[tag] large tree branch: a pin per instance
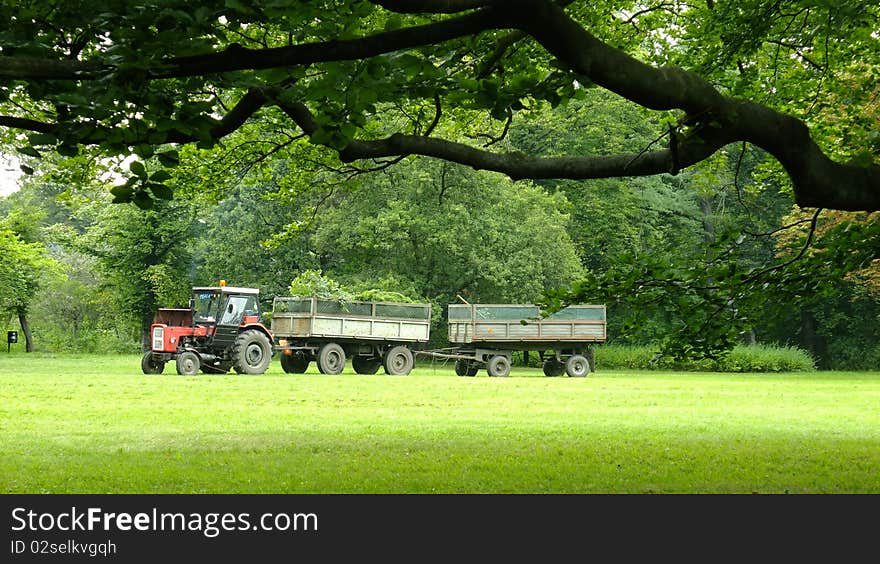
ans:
(712, 119)
(818, 181)
(515, 165)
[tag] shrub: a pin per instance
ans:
(752, 358)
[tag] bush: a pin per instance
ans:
(752, 358)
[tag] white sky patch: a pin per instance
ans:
(10, 175)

**What you need to do:**
Could you copy all of the material above word for word, leaving the pictures out of your answer?

**Written reply:**
[tag] large tree branch: a pin per instance
ans:
(712, 119)
(818, 181)
(515, 165)
[tag] shrub: a pin per instance
ans:
(752, 358)
[tag] bush: a pin per instance
ans:
(752, 358)
[tag] white sky patch: a pin per instance
ans:
(10, 175)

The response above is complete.